▶ Instruction 1:
How would you put this sentence from the olive oil abstract into Spanish: "The system was able to measure the oxygen concentration both in headspace and in the olive paste."

Development of a prototype malaxer to investigate the influence of oxygen on extra-virgin olive oil quality and yield

Annual Conference on Bioscience

September 12-13, 2016 Berlin, Germany

Antonia Tamborrino, Roberto Romaniello and Alessandro Leone

University of Bari Aldo Moro, Italy
University of Foggia, Italy

Scientific Tracks Abstracts: J Bioeng Biomed Sci

Abstract :

A system that supplied gas and measured oxygen concentration was implemented on a prototype malaxer. The system was able to measure the oxygen concentration both in headspace and in the olive paste. Five processing conditions were performed to assess the influence of the oxygen on the qualitative/quantitative parameters of the obtained olive oil. Several parameters were determined and a session of sensorial analysis was performed. The oxygen content in the headspace and olive paste was measured and the balance between these contents was assessed; a high correlation between the oxygen consumed in the headspace and the oxygen consumed by the olive paste was found. An amount of oxygen per kilogram of dough, over 40 minutes of kneading, falling in the range 55.4 to 77.9 mg [O2] kg-1 [olive paste], give of the best qualitative and quantitative performance during the malaxation process. The experimental tests have also demonstrated that a controlled oxygen supply promotes the production of volatile compounds responsible of balanced oil, avoiding its excessive oxidation. These data allowed us to define new basic parameters for the malaxer design and to optimize the extraction performance, thus ensuring the production of high-quality olive oil.

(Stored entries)
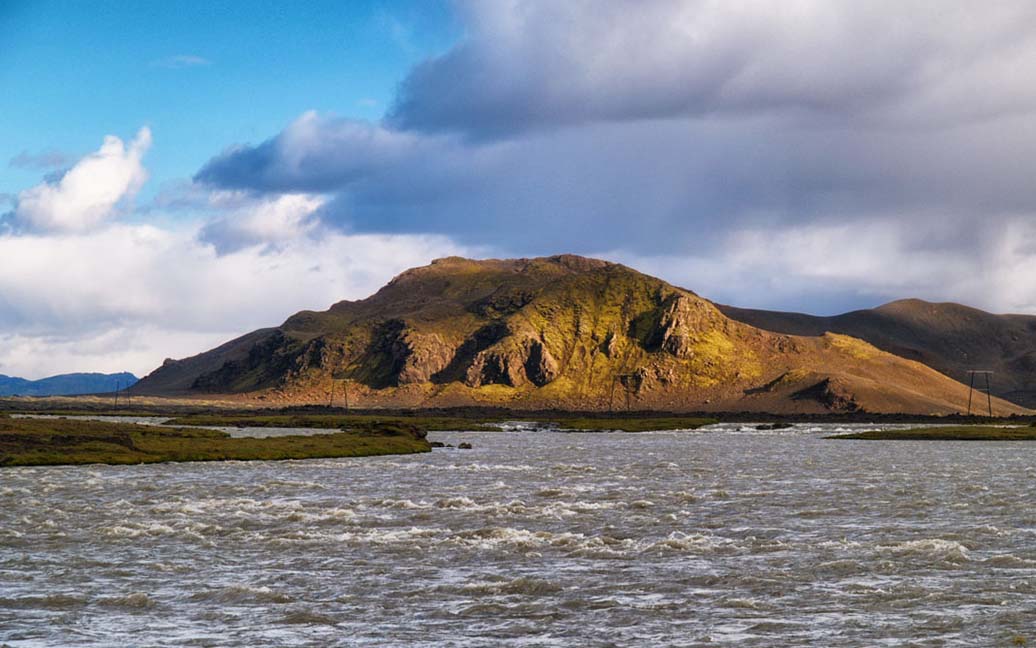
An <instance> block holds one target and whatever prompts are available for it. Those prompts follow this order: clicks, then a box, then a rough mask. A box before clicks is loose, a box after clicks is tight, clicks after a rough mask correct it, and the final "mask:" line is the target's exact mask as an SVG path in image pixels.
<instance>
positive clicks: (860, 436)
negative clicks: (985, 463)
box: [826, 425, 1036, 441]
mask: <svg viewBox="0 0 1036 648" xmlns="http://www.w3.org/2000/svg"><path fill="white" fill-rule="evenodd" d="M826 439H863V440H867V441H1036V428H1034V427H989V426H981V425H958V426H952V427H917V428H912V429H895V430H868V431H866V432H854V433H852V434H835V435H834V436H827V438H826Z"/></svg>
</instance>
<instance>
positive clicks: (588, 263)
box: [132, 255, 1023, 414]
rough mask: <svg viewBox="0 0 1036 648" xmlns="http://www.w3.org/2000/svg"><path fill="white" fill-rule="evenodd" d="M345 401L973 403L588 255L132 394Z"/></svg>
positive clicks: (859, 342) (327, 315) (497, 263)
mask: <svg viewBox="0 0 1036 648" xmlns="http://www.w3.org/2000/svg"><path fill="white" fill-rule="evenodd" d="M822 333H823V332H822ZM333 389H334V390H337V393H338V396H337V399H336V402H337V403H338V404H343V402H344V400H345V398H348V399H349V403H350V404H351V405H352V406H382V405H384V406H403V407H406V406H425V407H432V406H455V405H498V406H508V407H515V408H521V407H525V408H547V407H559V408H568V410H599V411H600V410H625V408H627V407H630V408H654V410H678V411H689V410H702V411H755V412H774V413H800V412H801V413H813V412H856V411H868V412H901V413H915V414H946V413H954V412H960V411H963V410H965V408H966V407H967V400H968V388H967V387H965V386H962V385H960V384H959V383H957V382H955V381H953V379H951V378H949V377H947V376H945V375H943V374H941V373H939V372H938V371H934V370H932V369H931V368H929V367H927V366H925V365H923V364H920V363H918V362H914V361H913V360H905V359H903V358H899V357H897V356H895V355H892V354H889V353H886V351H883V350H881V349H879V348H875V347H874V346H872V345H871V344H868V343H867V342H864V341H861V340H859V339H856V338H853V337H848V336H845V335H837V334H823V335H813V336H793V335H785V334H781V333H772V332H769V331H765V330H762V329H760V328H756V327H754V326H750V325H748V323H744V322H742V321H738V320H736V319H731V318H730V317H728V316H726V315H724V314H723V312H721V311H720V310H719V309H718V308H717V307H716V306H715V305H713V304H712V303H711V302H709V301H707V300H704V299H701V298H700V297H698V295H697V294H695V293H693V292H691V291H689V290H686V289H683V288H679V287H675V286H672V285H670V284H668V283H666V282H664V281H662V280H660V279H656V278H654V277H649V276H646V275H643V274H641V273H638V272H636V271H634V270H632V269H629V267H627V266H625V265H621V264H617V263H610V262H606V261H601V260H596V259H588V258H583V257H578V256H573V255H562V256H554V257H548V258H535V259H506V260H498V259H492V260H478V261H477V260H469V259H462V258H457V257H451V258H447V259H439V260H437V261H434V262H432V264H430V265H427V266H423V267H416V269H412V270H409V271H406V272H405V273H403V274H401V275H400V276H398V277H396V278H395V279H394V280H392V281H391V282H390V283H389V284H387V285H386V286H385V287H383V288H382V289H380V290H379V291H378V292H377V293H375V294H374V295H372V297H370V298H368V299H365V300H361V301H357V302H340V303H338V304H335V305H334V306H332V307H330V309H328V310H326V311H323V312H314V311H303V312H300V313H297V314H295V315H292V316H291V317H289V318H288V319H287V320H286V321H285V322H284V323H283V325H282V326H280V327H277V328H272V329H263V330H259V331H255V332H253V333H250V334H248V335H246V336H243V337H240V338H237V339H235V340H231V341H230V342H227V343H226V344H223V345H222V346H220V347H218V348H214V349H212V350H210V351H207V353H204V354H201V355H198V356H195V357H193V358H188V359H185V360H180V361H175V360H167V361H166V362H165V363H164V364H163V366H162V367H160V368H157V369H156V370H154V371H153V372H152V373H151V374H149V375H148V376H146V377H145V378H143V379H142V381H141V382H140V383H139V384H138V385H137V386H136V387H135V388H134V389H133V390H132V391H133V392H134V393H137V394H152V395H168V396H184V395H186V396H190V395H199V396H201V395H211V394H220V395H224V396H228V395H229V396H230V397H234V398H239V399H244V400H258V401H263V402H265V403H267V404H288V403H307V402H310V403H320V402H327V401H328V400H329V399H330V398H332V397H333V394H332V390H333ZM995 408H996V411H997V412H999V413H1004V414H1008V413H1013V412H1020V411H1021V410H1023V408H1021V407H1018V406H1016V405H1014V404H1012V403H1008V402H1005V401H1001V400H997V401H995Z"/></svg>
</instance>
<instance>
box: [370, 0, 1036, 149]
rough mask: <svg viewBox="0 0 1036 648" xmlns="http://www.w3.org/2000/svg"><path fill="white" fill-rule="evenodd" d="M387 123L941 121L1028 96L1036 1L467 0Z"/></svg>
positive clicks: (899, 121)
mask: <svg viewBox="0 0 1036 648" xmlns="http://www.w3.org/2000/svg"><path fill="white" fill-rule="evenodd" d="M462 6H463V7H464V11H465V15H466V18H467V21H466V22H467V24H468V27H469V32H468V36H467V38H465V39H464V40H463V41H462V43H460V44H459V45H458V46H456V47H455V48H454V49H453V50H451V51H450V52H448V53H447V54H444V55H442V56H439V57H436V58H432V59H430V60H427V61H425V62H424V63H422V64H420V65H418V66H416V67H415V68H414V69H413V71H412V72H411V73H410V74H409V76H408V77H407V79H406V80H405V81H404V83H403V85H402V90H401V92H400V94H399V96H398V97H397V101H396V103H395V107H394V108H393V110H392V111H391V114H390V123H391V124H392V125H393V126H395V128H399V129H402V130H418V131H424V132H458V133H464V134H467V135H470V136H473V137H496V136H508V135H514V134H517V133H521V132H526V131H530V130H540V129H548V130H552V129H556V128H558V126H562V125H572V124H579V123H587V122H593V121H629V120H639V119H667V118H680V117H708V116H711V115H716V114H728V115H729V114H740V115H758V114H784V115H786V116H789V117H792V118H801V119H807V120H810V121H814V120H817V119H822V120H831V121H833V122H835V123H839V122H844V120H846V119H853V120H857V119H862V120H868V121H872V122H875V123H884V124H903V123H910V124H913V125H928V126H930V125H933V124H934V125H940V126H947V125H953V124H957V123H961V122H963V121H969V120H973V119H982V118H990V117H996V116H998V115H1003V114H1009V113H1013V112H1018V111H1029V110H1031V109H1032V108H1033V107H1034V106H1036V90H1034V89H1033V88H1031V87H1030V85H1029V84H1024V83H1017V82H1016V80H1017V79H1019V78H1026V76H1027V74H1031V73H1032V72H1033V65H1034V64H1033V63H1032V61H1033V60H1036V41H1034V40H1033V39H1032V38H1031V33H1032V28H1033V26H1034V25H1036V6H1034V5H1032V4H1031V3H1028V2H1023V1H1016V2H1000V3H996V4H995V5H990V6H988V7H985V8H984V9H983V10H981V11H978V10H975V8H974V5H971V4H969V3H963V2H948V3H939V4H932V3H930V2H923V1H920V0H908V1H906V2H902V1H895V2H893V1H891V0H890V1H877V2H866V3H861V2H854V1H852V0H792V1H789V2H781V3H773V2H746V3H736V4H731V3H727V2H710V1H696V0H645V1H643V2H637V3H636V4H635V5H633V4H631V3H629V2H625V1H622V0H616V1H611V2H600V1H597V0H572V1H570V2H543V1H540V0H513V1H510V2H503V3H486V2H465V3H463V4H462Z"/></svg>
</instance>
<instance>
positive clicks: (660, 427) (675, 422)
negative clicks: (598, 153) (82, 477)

▶ Instruction 2:
Could you give the listing again from its first line through the line with "box: [132, 255, 1023, 414]", swapping "positive clicks" for "include points" and changing nothing else? Omit the pictures.

▶ Task result 1:
El sistema pudo medir la concentración de oxígeno tanto en el espacio de cabeza como en la pasta de aceituna.

▶ Task result 2:
An <instance> block holds one target and whatever prompts are available for it. Those prompts follow this order: clicks, then a box, then a rough mask. A box before clicks is loose, a box after clicks is tight, clicks after a rough mask correct it, and the final "mask:" line is the target's exact mask as an SVG path in image pixels.
<instance>
include points: (860, 436)
negative clicks: (985, 463)
box: [826, 425, 1036, 441]
mask: <svg viewBox="0 0 1036 648" xmlns="http://www.w3.org/2000/svg"><path fill="white" fill-rule="evenodd" d="M826 439H863V440H867V441H1036V428H1034V427H989V426H981V425H958V426H952V427H917V428H912V429H895V430H868V431H866V432H854V433H852V434H835V435H834V436H827V438H826Z"/></svg>
</instance>
<instance>
include points: (588, 263)
box: [132, 255, 1023, 414]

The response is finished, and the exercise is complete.